=== Supplied passage ===
On 14 August, according to Lobera’s account, the girls proceeded through the city carrying large processional candlesticks to the sound of war drums, which had supposedly been captured on the battlefield of Clavijo, and then entered the cathedral. Lobera provides this earnest description:
And although it is true that their arrival, with so much noise and din, interrupts the music and solemnity of the divine offices, the pious, Christian heart is so moved and touched, bearing in mind what it signifies and the meaning that the happy memory of the freedom of the sad maidens enshrines, represented by these joyful girls, that there is no one so hard-hearted [literally “dry-headed”] who does not shed tears to celebrate the memory of the triumph over that ancient evil…. Everyone present gives thanks to the Almighty for the favor He granted to Spain when He delivered it from such an ignominious tribute.9
The girls then sang and danced in the cathedral to the sound of a psaltery and were blessed by the bishop, before venturing outside once more to continue the celebrations. At nightfall, fireworks were set off, bonfires were lit, and musicians played trumpets. The next morning, which was Assumption Day, there were further processions and more dancing by the cantaderas, a solemn Mass was held, and baskets of pears and plums were offered to the bishop. This was followed by the performance of the first of two plays, which according to Lobera were written by “the best author in Spain.”10 The third and final day of the festival saw the performance of the second play, and another solemn procession took place, during the course of which a dead bull was dragged in a cart by two oxen to the cathedral and offered to an image of the Virgin.11 This was followed by a running of the bulls—presumably “Pamplona-style”—and demonstrations of horsemanship.
===
** Exercises **
1. In the festival account, what was offered to the bishop on the morning of Assumption Day?
2. Substitute "picture" for "photo" in the rows that begin with the line containing "Each instance of the sunlight" and end with the line containing "[(41, 95), (28, 96)]", leaving everything else unchanged, and return only those rows.
=== Recorded data ===
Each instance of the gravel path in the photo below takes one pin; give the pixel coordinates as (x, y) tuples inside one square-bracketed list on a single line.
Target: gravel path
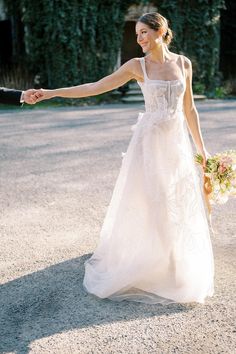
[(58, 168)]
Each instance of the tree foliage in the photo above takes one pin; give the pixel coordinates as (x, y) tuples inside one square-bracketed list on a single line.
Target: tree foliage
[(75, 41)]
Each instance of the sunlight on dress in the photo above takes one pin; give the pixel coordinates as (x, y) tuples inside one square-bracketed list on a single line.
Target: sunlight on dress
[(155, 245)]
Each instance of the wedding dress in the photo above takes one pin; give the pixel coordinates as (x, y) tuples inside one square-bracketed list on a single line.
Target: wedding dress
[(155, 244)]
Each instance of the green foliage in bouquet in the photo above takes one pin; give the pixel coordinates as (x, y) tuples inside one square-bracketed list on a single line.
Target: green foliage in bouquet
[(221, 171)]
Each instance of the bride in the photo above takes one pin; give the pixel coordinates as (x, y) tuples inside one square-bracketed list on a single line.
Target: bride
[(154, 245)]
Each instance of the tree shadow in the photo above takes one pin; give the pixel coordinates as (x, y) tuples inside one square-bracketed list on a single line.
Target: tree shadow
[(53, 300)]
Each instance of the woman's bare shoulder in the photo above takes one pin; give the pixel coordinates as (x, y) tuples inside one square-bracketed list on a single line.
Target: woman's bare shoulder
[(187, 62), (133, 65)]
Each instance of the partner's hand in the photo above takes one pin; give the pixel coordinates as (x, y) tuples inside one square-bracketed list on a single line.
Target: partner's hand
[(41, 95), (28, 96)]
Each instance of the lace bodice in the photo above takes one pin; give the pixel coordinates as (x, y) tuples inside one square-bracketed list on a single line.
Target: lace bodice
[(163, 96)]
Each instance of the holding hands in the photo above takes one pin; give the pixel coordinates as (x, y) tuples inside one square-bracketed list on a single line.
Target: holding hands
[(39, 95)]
===
=== Recorded data ===
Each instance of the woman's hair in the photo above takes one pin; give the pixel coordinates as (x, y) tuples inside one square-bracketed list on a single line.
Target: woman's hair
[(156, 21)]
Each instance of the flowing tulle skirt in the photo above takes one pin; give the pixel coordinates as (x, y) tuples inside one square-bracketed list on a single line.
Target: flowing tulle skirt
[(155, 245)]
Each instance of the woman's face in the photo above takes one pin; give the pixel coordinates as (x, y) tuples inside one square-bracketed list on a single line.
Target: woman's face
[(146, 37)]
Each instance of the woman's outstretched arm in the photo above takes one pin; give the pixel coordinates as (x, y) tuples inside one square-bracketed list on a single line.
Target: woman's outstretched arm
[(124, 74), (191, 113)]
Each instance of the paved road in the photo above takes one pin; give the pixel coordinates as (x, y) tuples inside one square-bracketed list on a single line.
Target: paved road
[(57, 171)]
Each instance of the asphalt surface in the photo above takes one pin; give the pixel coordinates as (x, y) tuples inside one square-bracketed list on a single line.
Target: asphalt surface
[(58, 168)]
===
** Answers to each task **
1. Baskets of pears and plums.

2.
Each instance of the sunlight on dress in the picture above takes one pin; give the pixel coordinates as (x, y) tuples inside one square-bracketed list on a single line.
Target: sunlight on dress
[(155, 245)]
Each instance of the wedding dress in the picture above takes one pin; give the pixel coordinates as (x, y) tuples inside one square-bracketed list on a single line.
Target: wedding dress
[(155, 244)]
Each instance of the green foliage in bouquet in the picture above takes one pin; give the pixel coordinates as (x, y) tuples inside one square-bracketed list on a single line.
Target: green foliage in bouquet
[(221, 171)]
Each instance of the bride in the picture above takes one pin; give the pixel coordinates as (x, y) tuples inside one square-bracketed list on a single line.
Target: bride
[(154, 245)]
Each instance of the tree shadow in the picture above takes one pin; give the pixel coordinates as (x, y) tuples inside one square-bracketed list on a single line.
Target: tree shadow
[(53, 300)]
Each instance of the woman's bare shoulder in the picture above takes one pin; give the pixel coordinates as (x, y) tuples inside one square-bracketed list on a single line.
Target: woman's bare shoulder
[(187, 62), (133, 65)]
Each instance of the partner's hand in the picture above takes one pin; give the pixel coordinates as (x, y) tuples inside one square-bracketed list on a single line.
Target: partner's hand
[(41, 95), (28, 96)]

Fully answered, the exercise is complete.